> _Problem description_: Give the items as a two-column CSV with the columns item_text and answer, covering only the stretch from the start of the items through the line containing "column 217, row 221". Use one row per item, and put its text and its answer each in a single quoted field, with line breaks replaced by spaces.

Excerpts from point annotation data

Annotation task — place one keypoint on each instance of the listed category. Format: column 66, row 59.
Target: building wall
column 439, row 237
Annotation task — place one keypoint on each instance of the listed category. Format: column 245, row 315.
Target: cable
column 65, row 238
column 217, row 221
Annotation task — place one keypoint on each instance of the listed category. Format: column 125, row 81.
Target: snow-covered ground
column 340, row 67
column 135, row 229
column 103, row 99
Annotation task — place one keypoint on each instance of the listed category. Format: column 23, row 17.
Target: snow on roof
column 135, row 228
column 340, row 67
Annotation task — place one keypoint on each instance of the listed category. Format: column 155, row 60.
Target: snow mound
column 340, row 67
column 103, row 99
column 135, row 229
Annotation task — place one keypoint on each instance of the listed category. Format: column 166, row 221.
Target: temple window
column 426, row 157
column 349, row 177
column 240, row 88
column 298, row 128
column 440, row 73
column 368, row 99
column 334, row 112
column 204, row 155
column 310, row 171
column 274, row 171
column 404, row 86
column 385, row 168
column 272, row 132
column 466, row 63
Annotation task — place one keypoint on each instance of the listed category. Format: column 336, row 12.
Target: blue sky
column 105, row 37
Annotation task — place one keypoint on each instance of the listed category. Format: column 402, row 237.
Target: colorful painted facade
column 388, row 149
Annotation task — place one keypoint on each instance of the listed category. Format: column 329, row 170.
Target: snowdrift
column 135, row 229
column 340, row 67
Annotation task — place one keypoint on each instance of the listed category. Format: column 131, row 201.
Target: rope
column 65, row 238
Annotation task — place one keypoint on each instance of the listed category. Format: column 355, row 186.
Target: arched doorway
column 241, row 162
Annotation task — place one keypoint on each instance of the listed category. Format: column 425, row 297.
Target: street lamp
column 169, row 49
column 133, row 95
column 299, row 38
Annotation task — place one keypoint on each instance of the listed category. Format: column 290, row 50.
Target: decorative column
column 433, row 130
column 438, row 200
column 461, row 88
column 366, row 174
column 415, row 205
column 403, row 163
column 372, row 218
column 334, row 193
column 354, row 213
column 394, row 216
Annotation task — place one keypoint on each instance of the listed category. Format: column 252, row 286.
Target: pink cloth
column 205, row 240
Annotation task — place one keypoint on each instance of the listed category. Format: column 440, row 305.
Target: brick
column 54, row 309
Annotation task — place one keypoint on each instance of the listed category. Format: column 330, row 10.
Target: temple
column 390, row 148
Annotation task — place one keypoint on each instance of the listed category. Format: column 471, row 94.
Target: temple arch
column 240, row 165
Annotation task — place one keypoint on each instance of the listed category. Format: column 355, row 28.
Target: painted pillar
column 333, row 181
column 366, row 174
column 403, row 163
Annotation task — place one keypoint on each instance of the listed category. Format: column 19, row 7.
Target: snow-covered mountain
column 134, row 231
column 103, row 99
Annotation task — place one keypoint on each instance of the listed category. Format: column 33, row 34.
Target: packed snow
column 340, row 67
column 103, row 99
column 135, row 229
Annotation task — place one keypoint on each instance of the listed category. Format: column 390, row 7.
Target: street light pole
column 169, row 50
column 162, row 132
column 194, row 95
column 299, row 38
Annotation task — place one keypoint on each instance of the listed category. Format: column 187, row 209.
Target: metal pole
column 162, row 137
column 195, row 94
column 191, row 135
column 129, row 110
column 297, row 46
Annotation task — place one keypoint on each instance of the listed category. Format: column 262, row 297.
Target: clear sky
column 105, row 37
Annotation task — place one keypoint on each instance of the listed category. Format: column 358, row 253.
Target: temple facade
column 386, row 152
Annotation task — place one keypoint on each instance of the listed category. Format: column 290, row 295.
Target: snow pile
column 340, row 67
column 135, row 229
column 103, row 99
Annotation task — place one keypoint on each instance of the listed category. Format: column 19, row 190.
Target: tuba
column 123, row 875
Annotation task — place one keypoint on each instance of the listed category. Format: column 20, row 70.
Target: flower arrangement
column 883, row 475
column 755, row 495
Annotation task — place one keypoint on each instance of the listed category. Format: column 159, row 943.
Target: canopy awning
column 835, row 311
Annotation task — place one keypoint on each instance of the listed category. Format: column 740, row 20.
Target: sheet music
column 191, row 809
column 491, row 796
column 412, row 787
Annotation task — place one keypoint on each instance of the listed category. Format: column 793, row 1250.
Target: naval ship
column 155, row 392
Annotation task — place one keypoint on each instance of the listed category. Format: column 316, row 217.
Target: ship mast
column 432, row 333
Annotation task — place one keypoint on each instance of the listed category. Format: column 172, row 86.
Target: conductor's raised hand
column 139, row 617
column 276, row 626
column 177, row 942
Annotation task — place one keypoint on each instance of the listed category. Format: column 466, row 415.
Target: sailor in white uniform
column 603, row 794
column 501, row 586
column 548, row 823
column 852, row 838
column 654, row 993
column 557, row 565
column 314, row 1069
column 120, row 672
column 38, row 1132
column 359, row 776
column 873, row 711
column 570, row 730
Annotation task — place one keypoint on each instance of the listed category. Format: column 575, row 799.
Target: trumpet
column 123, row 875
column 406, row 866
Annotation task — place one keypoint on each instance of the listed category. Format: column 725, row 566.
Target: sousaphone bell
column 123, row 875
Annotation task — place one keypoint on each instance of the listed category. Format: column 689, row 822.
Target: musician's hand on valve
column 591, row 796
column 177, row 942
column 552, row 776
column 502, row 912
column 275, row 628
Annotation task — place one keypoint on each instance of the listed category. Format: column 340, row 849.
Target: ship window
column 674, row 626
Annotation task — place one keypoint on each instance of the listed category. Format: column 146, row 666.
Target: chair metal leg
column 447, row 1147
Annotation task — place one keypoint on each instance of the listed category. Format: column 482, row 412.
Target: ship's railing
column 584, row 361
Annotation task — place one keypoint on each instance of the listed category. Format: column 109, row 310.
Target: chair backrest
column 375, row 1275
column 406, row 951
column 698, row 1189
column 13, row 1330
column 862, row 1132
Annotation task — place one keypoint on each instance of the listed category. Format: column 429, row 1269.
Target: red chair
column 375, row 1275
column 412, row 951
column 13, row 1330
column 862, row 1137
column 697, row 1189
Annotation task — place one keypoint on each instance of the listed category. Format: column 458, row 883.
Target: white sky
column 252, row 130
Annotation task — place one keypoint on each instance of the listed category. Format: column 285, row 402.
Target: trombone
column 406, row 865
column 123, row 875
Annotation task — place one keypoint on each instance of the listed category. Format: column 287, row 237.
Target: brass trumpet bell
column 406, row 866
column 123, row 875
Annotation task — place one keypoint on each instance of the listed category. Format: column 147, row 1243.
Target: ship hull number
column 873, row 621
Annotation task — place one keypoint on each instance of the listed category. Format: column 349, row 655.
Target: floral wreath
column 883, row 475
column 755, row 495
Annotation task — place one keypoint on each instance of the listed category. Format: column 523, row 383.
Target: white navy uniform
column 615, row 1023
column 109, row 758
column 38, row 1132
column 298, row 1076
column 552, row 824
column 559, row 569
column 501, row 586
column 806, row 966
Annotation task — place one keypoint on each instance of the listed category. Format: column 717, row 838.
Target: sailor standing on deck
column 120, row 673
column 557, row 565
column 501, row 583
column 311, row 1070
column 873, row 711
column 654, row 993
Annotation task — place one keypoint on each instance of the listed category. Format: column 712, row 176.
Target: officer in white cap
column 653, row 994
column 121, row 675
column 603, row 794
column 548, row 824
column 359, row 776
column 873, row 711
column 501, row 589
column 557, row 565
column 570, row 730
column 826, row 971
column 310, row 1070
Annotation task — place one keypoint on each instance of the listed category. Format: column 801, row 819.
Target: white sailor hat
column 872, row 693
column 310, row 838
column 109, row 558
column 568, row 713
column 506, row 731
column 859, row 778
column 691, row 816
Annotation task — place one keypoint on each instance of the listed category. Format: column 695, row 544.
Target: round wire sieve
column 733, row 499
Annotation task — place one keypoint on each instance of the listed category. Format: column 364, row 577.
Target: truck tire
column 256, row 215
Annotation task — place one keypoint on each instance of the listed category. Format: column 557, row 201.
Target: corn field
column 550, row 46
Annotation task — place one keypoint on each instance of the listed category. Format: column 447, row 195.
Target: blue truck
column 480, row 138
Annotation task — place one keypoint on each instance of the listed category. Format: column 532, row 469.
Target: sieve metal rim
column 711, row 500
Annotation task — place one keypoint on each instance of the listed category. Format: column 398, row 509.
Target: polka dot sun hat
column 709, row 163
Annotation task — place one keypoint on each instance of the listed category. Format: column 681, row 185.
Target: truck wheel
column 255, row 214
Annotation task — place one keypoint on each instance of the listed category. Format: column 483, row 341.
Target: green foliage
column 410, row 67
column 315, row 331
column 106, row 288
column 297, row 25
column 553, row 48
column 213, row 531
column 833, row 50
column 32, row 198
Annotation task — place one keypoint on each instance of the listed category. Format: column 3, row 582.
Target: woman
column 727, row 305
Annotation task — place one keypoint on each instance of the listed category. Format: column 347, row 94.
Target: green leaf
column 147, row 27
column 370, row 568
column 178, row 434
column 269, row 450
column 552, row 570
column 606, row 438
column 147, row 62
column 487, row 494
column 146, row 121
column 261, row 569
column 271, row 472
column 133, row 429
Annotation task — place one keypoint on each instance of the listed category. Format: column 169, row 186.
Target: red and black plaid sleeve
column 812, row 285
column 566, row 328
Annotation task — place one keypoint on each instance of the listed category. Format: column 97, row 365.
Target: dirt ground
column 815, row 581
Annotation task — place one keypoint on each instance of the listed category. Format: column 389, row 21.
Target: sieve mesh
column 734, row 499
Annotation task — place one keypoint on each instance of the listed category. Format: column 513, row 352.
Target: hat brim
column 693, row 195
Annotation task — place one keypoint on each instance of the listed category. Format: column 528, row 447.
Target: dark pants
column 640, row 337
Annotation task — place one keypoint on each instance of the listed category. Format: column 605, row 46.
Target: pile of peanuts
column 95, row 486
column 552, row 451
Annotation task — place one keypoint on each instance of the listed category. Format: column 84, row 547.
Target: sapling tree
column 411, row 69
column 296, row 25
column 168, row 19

> _Task answer_:
item_text,answer
"Annotation task — place one keypoint on each instance of the listed category. Format: column 66, row 59. Target: building wall","column 439, row 237"
"Annotation task — place one keypoint on each instance of the listed category. Format: column 245, row 315. Target: cable","column 65, row 238 column 217, row 221"